_What you will do_.
(a) Answer the following questions using the article on cancer awareness labels.
(i) What do the labels include that links customers to the NHS website?
(ii) According to UK figures, what percentage of women survive breast cancer for at least five years if it is discovered in stage one?
(iii) Who is identified as the Director of Public Health?
(b) Write out the portion of the article on cancer awareness labels between "The innovative way" and "chances of cures.", inclusive.

━━ Passage to read ━━

HEALTH chiefs in Gibraltar are partnering with the local Morrisons supermarket and the NHS to put cancer awareness messages on underwear labels.
The innovative way of drawing attention to the need for regular screening to prevent the growth and spread of breast and testicular cancer was made possible thanks to the help of the NHS.
Labels on branded boxer shorts and bras will advise people who spot potential symptoms of breast or testicular cancer to report them to their doctors.
They include a QR code that links customers to more detailed information on the NHS website.
Gibraltar Health Authority staff are waiting to hear from anyone that thinks they could have either of these two cancers as early diagnosis leads to the best chances of cures.
“Symptoms of breast cancer can include a lump or change in the look, shape or feel of one or both breasts,” the GHA said in a statement.
“Symptoms of testicular cancer can include painless swelling or a lump in one of the testicles or any change in shape or texture of the testicles.”
UK figures show 91% of women survive breast cancer for at least five years if it is discovered in stage one.
Only 39% of them survive a diagnosis at level four, the statistics show.
The GHA added that ‘nearly all men survive testicular cancer’, but problems can occur if the cancer spreads to other parts of the body.
“Diagnosis is the key that unlocks the door to cancer survival,” Director of Public Health Helen Carter said.
“It is the crucial first step that empowers individuals with knowledge, enables timely intervention, and paves the way for effective treatment.
“Please look out for lumps or bumps or anything else that is unusual for you. A timely detection and accurate diagnosis not only saves lives but also offers hope, strength, and the opportunity for a better future.
“Get checked out early, it could save your life.”
And Caretaker Minister for Health John Cortes said he was ‘pleased’ to bring this initiative to the Rock.
“Cancer is a disease that has affected every family in Gibraltar in one way or another,” he said.
“This is a great way to raise awareness so we can identify symptoms early enough to ensure we live longer and better lives.”

━━━
━━ Information shown ━━

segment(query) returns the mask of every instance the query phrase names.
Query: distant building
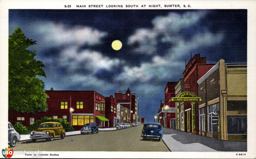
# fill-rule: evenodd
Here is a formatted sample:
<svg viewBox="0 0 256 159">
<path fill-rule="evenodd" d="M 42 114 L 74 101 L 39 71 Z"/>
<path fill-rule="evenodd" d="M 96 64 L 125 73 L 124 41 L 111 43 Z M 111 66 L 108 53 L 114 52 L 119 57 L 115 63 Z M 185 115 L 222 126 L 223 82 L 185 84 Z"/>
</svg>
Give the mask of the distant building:
<svg viewBox="0 0 256 159">
<path fill-rule="evenodd" d="M 100 127 L 108 125 L 108 120 L 104 115 L 105 97 L 100 94 L 94 91 L 51 90 L 45 93 L 49 97 L 46 100 L 47 111 L 35 114 L 14 111 L 14 122 L 20 122 L 28 126 L 39 119 L 49 117 L 67 120 L 76 130 L 89 122 L 96 122 Z M 9 114 L 10 121 L 10 112 Z"/>
<path fill-rule="evenodd" d="M 200 135 L 247 140 L 247 70 L 221 59 L 197 81 Z"/>
<path fill-rule="evenodd" d="M 123 118 L 121 120 L 123 122 L 128 123 L 137 122 L 138 110 L 137 95 L 131 93 L 128 88 L 125 94 L 123 94 L 121 92 L 115 92 L 115 98 L 117 104 L 119 104 L 121 106 L 120 110 L 121 110 L 121 111 L 123 113 L 125 113 L 121 114 Z"/>
<path fill-rule="evenodd" d="M 116 101 L 113 96 L 105 97 L 105 117 L 109 120 L 110 127 L 115 126 L 119 122 L 119 119 L 116 117 L 118 111 L 120 114 L 120 108 L 117 109 Z"/>
</svg>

━━━

_Solutions to the problems_.
(a)
(i) A QR code.
(ii) 91%.
(iii) Helen Carter.

(b)
The innovative way of drawing attention to the need for regular screening to prevent the growth and spread of breast and testicular cancer was made possible thanks to the help of the NHS.
Labels on branded boxer shorts and bras will advise people who spot potential symptoms of breast or testicular cancer to report them to their doctors.
They include a QR code that links customers to more detailed information on the NHS website.
Gibraltar Health Authority staff are waiting to hear from anyone that thinks they could have either of these two cancers as early diagnosis leads to the best chances of cures.